Scan the lines below; pull out those with "helmet".
= Beginning of Section =
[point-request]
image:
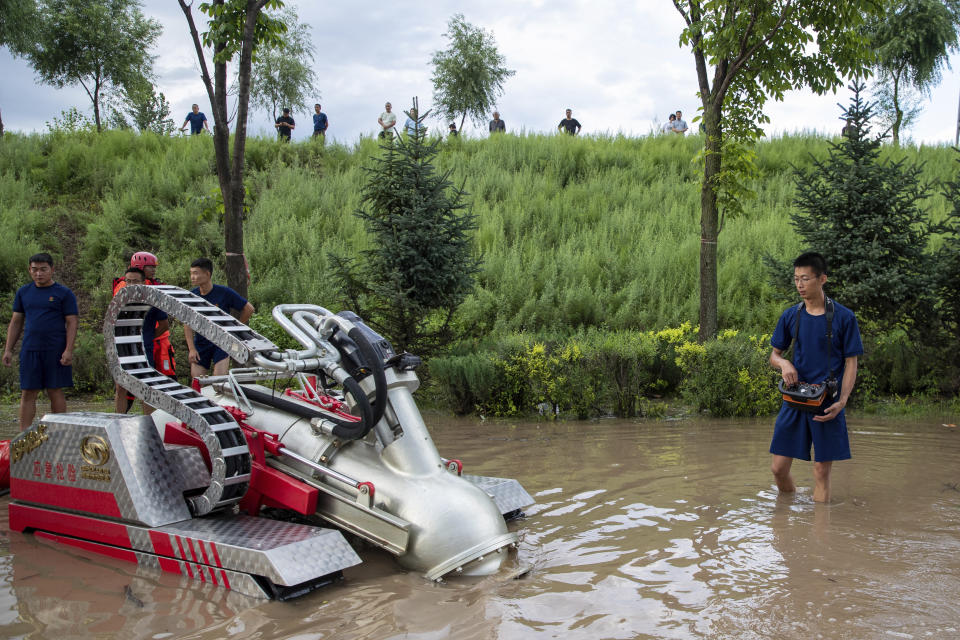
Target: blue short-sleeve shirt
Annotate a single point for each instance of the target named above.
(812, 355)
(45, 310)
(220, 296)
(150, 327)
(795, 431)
= End of Section =
= Beginning of Section =
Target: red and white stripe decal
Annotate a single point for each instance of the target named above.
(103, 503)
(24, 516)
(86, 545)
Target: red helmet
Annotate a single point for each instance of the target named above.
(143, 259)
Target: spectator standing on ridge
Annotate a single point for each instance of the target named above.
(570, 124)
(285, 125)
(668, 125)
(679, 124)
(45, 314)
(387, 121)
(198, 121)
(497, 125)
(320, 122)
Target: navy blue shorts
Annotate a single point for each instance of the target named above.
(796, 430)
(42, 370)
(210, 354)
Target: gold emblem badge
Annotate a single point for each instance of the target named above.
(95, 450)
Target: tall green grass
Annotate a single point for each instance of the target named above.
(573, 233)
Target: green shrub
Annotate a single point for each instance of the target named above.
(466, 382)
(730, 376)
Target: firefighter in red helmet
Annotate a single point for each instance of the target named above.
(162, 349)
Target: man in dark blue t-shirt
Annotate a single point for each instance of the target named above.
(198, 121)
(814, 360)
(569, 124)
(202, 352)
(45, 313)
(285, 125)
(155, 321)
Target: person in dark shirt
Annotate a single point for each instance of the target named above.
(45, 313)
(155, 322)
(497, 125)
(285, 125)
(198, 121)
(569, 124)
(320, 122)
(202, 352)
= End of Section =
= Reply =
Target: red helmet
Target: firefighter in red helmet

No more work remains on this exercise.